PROBLEMAS:
1. Según la columna «Marranos», ¿qué es lo que la marrana jamás ha hecho, contrario a la idea popular?
2. Extrae de la columna «Marranos» el fragmento entre "Breve por ineludibles" y "divertimos como chinos.", ambos incluidos.

Jornada Semanal, 25 de marzo del 2001 

Jorge Moch
baba de perico

Marranos
 

Breve por ineludibles razones de espacio, el recuento que Jorge Moch hace de las marranadas nuestras de cada día podría alargarse infinitamente pues, “queramos o no, repito, marranos somos todos”. Sin nada en contra de “los pobrecillos suidos artiodáctilos” que suelen abastecernos de jamón, tocino y manteca, esta nueva entrega de la baba de perico veracruzana deja pocos (o ningún) títere con cabeza; para comprobarlo, invitamos al lector a identificar la marranada, ajena o propia.


Nosotros somos los marranos,
nos divertimos como enanos.
Nosotros somos los cochinos,
nos divertimos como chinos.
El personal


Dejemos en paz, de entrada, a los pobrecillos suidos artiodáctilos que ingenuamente nos han abastecido desde hace siglos con jamones y tocinos y manteca; cinturones para los señores y bolsos para las señoras y zapatos para todos los sexos, y triquinas y cisticercos para todos, porque este texto lejos está de afanes pecuarios y sí en cambio busca, por vocación diatribaria, punzar los ijares de los cochinos de esta especie nuestra tan dada a escandalizarse de algunas de sus propias escatologías y hacerse de la vista gorda, vista marrana, cuando las verdaderas cochinadas asoman por debajo del tapete. Obviemos también las connotaciones de suciedad, por lo menos al principio, porque de todos modos el desaseo subyace siempre que nos refiramos a una marrana o a un cochino, aunque esto es terriblemente injusto, porque de hecho los suiformes son animalitos que bastante procuran la ausencia de agentes patógenos. Cabe abundar rápidamente en que, contrario a la idea popular, la marrana jamás ha puesto un huevo, así que evítese la pérdida de tiempo y así hágaselo saber al que le ordene ir a ver si ya puso la puerca.

REGISTROS PROPORCIONADOS:

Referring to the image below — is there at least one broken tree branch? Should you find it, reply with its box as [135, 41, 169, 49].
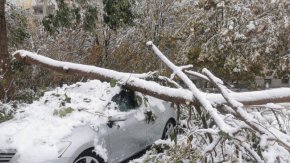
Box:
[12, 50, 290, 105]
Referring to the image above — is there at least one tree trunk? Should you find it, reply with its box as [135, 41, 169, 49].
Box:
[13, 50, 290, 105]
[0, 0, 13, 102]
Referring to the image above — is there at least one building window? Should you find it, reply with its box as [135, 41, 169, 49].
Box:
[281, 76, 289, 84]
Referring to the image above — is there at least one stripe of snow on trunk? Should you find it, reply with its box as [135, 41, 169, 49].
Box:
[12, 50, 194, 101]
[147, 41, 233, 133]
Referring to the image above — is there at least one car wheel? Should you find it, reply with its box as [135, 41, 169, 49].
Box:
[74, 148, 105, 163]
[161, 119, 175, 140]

==

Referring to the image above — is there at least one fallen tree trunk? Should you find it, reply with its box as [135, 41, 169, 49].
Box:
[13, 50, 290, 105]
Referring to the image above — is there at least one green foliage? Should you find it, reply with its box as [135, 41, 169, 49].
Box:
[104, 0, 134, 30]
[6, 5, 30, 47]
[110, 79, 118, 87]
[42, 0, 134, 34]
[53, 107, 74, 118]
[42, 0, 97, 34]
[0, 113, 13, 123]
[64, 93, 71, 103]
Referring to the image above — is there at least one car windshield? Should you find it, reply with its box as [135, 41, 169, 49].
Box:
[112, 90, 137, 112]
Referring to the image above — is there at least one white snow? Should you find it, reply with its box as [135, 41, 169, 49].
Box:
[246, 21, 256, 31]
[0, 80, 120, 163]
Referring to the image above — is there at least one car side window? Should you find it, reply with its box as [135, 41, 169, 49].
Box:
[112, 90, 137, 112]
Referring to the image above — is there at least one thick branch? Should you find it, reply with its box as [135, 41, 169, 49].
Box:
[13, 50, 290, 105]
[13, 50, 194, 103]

--

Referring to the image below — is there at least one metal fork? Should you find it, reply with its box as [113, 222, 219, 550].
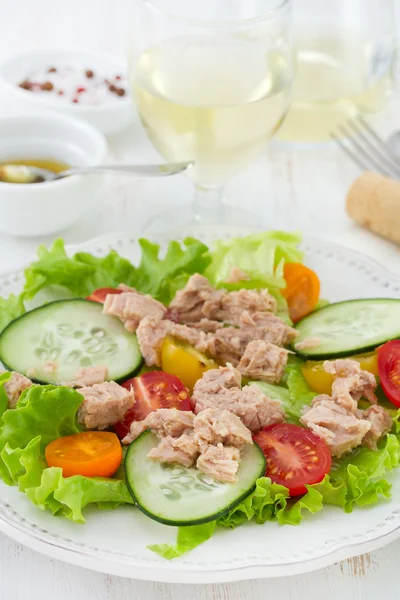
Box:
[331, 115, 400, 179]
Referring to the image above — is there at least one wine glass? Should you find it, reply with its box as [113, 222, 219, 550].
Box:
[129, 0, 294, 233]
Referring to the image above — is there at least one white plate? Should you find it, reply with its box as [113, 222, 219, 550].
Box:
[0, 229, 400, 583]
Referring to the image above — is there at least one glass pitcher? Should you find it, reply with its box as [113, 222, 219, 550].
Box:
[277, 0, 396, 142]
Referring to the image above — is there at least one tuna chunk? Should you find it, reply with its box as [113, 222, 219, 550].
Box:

RESPUESTAS ESCRITAS:
1. Poner un huevo.

2.
Breve por ineludibles razones de espacio, el recuento que Jorge Moch hace de las marranadas nuestras de cada día podría alargarse infinitamente pues, “queramos o no, repito, marranos somos todos”. Sin nada en contra de “los pobrecillos suidos artiodáctilos” que suelen abastecernos de jamón, tocino y manteca, esta nueva entrega de la baba de perico veracruzana deja pocos (o ningún) títere con cabeza; para comprobarlo, invitamos al lector a identificar la marranada, ajena o propia.


Nosotros somos los marranos,
nos divertimos como enanos.
Nosotros somos los cochinos,
nos divertimos como chinos.